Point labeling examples
----

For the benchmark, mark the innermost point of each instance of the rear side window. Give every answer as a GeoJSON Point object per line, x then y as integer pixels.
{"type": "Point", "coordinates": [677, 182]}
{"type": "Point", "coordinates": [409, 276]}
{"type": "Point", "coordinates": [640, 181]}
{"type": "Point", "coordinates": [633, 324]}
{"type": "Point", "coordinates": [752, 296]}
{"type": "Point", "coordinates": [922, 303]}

----

▶ [SET PROBLEM] Reproduce each of the records above, line for line and without any changes.

▶ [SOLUTION FOR THIS PROBLEM]
For the benchmark, mark the innermost point of each instance of the rear side window. Give every answer as a GeoJSON Point object per line, x then y as integer pixels.
{"type": "Point", "coordinates": [677, 182]}
{"type": "Point", "coordinates": [409, 276]}
{"type": "Point", "coordinates": [640, 181]}
{"type": "Point", "coordinates": [633, 324]}
{"type": "Point", "coordinates": [752, 296]}
{"type": "Point", "coordinates": [922, 303]}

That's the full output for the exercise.